_Extrait cité_.
Il est intéressant de noter que lorsque Ron fait cette même observation lors de ta quatrième année, tu répliques immédiatement, « c’est parce qu’ils sont incultes et endoctrinés ! » En d’autres mots, tu peux voir que l’oppression des elfes est bien plus compliquée que de simplement déterminer si ils sont ‘heureux’ ou non ou complices de leur exploitation.


Les dix dernières années ont connu la croissance du mouvement de l’exploitation animale ‘humaine’ : œufs plein-air, lait bio, et autres labels ‘bien-être’. Outre le fait que ces mots sont des schémas de marketing qui ne se traduisent pas en meilleures normes de bien-être pour les animaux, la réalité est que même s’il était possible d’exploiter les animaux ‘humainement’, ça ne résoudrait pas la question de base de quelle justification avons-nous pour les utiliser comme moyens pour nos fins en premier lieu ? Comme la complicité des elfes de maison dans leur propre esclavagisme, l’exploitation animale ‘humaine’ omet de prendre en considération la soumission et la violence sur laquelle se base notre relation entière avec les nonhumains domestiques en premier lieu. Que ça soit la complicité des elfes de maison dans leur propre esclavagisme, l’exploitation ‘humaine’ des nonhumains domestiques, le ‘choix’ des travailleurs dans une société capitaliste à peiner dans des conditions industrielles démoralisantes, ou toute autre institution injuste à propos de laquelle nous nous mentons à nous-mêmes, de tels systèmes ignorent les inégalités structurelles qui rendent le ‘choix’ et l’exploitation humaine’ sans aucun sens. La véritable justice, alors, ne vient pas en plaçant un autocollant souriant sur l’exploitation, mais en démontant les structures hiérarchiques sous-jacentes qui créent et perpétuent l’injustice en premier lieu.

Annotations par points pour des photos
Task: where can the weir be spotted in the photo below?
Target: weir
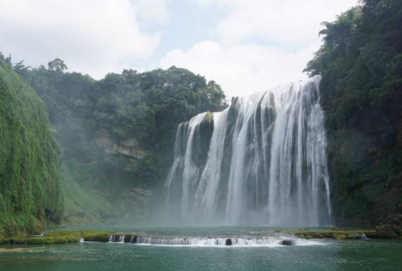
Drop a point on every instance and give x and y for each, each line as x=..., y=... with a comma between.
x=262, y=161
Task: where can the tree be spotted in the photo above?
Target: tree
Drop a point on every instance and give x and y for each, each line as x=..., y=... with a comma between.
x=57, y=65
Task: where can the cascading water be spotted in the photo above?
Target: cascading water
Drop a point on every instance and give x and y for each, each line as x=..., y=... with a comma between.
x=262, y=161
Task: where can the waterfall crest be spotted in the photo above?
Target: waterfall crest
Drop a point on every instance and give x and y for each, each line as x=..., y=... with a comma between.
x=262, y=161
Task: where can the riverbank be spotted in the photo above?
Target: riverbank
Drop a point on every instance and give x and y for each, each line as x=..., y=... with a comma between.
x=66, y=237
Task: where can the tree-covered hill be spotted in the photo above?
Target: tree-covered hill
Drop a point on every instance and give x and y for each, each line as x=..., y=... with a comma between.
x=361, y=65
x=117, y=134
x=30, y=193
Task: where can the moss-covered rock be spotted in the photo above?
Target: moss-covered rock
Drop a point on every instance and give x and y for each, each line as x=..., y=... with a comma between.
x=97, y=236
x=30, y=196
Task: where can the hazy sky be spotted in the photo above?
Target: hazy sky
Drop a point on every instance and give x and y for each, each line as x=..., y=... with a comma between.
x=244, y=45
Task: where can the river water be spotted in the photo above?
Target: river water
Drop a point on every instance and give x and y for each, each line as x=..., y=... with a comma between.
x=305, y=255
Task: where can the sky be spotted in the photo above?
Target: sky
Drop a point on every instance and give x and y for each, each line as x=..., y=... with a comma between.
x=245, y=46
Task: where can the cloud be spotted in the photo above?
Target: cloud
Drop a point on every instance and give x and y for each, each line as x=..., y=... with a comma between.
x=244, y=68
x=91, y=36
x=154, y=11
x=258, y=44
x=279, y=21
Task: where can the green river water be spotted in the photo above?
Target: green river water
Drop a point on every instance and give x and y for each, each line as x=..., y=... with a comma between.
x=306, y=255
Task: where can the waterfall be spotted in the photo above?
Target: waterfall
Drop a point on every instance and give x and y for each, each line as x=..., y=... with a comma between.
x=262, y=161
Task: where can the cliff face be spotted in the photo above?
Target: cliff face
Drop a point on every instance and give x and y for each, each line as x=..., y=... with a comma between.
x=30, y=195
x=361, y=66
x=365, y=171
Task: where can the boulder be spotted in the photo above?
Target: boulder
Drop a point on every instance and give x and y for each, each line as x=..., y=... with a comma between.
x=391, y=227
x=288, y=243
x=356, y=236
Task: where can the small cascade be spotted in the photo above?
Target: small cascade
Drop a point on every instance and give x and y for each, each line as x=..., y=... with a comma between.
x=262, y=161
x=116, y=239
x=267, y=241
x=202, y=241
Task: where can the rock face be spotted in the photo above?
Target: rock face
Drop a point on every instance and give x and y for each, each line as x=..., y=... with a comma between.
x=128, y=147
x=288, y=243
x=356, y=236
x=391, y=227
x=365, y=172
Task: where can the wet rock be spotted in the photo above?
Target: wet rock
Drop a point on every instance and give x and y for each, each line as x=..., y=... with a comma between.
x=288, y=243
x=127, y=238
x=391, y=227
x=356, y=236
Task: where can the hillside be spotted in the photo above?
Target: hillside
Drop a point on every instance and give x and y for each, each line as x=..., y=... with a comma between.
x=361, y=65
x=30, y=194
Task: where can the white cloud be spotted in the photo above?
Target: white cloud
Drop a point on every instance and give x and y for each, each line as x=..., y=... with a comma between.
x=241, y=69
x=259, y=43
x=154, y=11
x=281, y=21
x=91, y=36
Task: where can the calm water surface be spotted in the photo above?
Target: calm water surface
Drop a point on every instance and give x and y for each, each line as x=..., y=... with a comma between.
x=319, y=255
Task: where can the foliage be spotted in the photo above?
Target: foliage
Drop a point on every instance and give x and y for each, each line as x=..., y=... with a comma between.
x=361, y=66
x=146, y=107
x=30, y=195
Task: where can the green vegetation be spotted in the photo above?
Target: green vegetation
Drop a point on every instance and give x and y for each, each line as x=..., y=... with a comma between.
x=116, y=134
x=361, y=67
x=338, y=234
x=30, y=195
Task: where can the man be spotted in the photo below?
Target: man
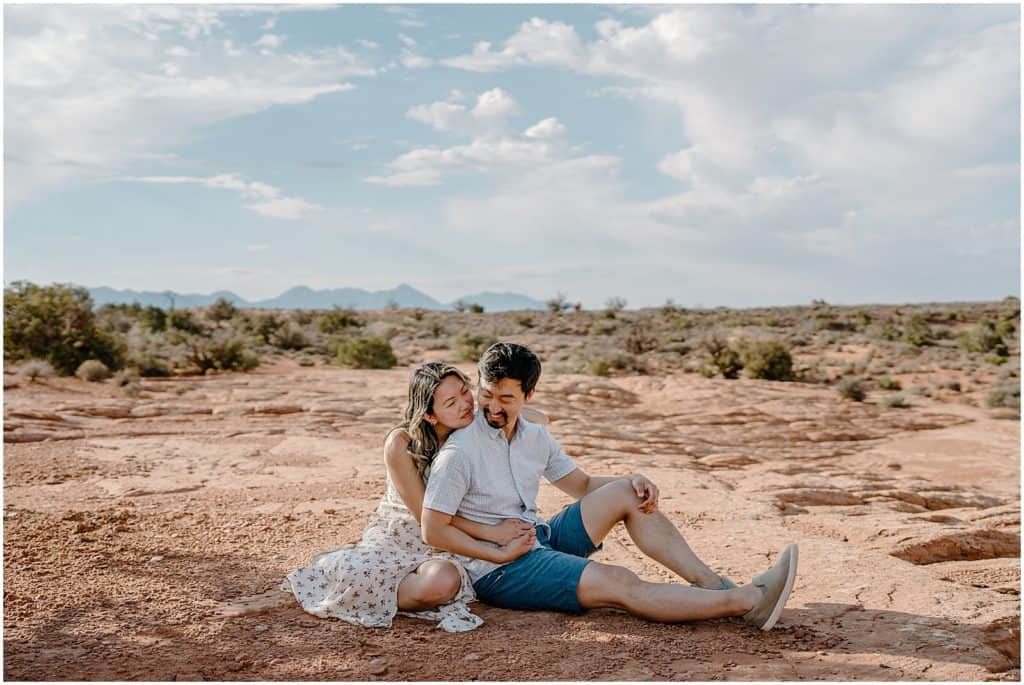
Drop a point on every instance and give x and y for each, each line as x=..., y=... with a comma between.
x=491, y=470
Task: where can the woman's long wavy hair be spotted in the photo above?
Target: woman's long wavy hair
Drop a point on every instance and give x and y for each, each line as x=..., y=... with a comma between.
x=424, y=444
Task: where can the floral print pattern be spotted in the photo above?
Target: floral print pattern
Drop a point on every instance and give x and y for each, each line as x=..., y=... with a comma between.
x=358, y=583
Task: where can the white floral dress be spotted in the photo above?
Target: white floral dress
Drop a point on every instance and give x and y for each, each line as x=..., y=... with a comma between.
x=358, y=583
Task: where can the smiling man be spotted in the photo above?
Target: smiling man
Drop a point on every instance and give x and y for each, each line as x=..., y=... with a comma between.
x=492, y=470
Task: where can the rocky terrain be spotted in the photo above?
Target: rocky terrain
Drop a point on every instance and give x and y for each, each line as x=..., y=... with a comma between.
x=135, y=525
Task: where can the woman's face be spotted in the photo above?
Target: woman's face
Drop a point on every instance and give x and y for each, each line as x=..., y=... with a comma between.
x=453, y=403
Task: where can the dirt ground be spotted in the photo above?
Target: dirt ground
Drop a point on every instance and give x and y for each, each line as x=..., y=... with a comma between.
x=133, y=524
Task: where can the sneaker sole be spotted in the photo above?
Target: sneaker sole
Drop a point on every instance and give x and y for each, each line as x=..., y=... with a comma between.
x=790, y=580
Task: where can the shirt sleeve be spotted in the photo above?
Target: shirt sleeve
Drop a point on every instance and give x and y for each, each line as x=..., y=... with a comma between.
x=559, y=464
x=449, y=482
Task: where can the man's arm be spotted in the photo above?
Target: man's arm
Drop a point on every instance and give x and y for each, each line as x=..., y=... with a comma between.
x=439, y=531
x=579, y=483
x=410, y=485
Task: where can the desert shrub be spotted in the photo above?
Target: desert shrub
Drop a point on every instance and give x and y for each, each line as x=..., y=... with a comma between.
x=125, y=377
x=614, y=304
x=154, y=318
x=338, y=319
x=55, y=324
x=221, y=310
x=222, y=351
x=1004, y=395
x=470, y=347
x=366, y=352
x=767, y=359
x=183, y=322
x=263, y=327
x=36, y=369
x=893, y=401
x=558, y=303
x=721, y=355
x=638, y=341
x=984, y=338
x=603, y=327
x=851, y=388
x=916, y=332
x=92, y=371
x=887, y=382
x=289, y=336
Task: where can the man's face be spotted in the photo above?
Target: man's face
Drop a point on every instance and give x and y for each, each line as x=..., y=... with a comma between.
x=501, y=401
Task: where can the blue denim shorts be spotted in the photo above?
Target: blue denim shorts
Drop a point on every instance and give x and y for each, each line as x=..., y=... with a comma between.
x=544, y=579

_Consignes_.
1) Résume l'extrait en deux phrases.
2) Quels exemples de labels l'extrait donne-t-il pour illustrer l'exploitation animale « humaine » ?
3) Poursuis l'extrait après sa dernière phrase.
La liste n'a aucun rapport avec l'extrait.

_Corrigé_.
1) L'extrait affirme que l'exploitation animale dite « humaine », avec ses œufs plein-air et son lait bio, ne règle pas la question de base : quelle justification avons-nous pour utiliser les animaux comme moyens pour nos fins ? Pour lui, la véritable justice ne consiste pas à mettre un autocollant souriant sur l'exploitation, mais à démonter les structures hiérarchiques qui créent et perpétuent l'injustice.

2) Les œufs plein-air, le lait bio et d'autres labels « bien-être ».

3)
Bien que tes premiers efforts pour attirer l’attention sur le calvaire des elfes de maison soient accueillis en ridicule, au moins certains magiciens et magiciennes reconnaissent que quelque chose est fondamentalement malsain par rapport au paradigme entier des ‘elfes comme propriétés’. Ceux qui se sont rangés du côté de Dumbledore (et de Harry) dans le combat contre le Seigneur Voldemort reconnaissent que le paradigme hiérarchique entier du magicien sur le moldu, de l’homme sur la créature était fondamentalement injuste.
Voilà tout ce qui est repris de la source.